# [AIM OF THE TASK]
Select every line below that contains the word "position" and copy each one out in full. Treat uppercase and lowercase letters as distinct.

# [RECORDS PROVIDED]
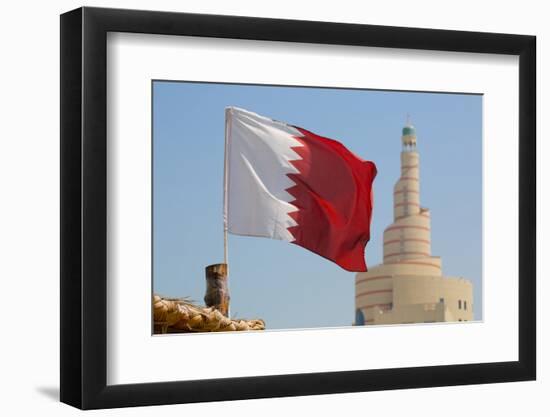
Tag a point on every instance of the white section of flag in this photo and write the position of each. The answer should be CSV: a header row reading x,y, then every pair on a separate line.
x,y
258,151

==

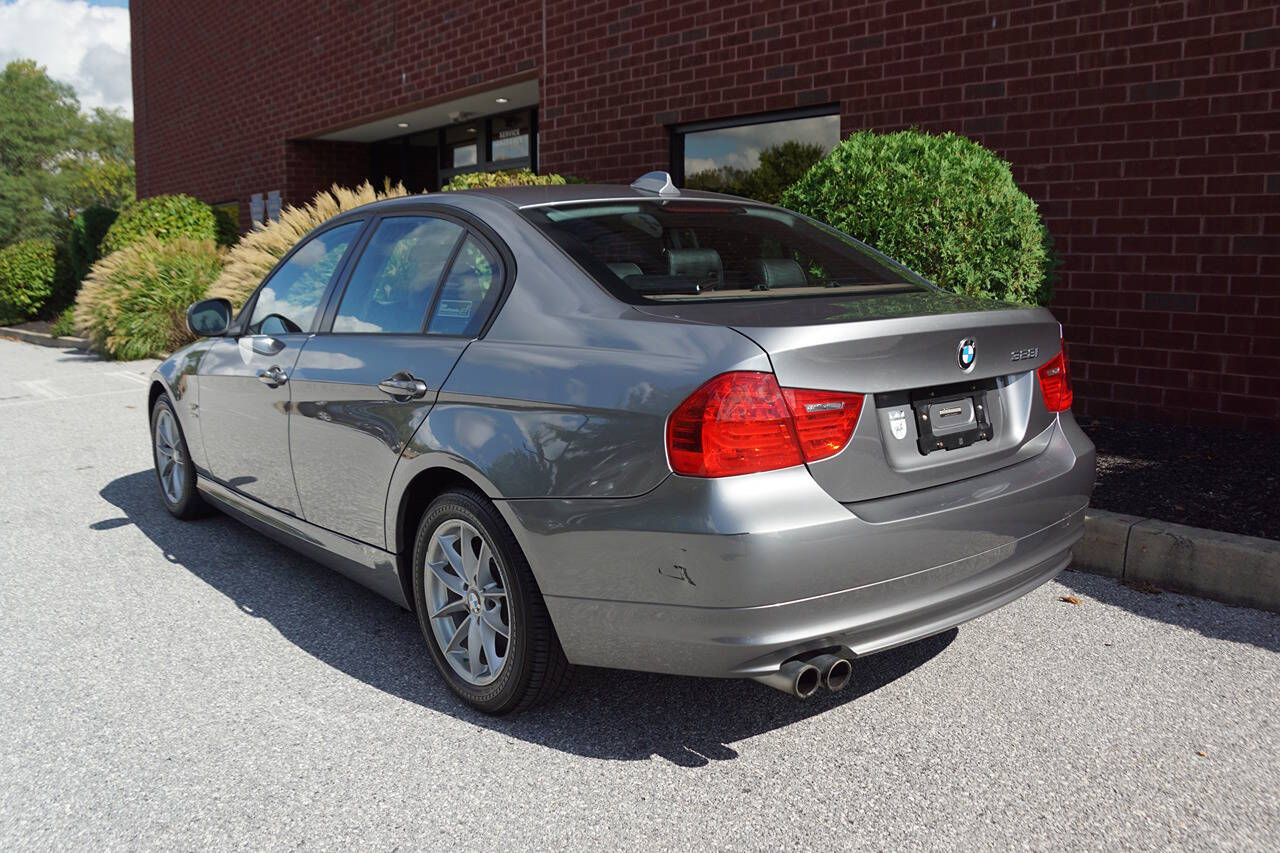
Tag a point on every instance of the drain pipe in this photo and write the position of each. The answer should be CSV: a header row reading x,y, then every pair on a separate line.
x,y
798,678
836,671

# [WRITTEN ANSWER]
Tag a point on every instance of the white section of flag in this photo and write the position of each. The answer should be CSV: a header row reading x,y, then every pair on a separate line.
Tag a point on every instance of the drain pipe in this photo and write the position of each. The answer should be CSV: a header row reading x,y, then every pair on a separate line.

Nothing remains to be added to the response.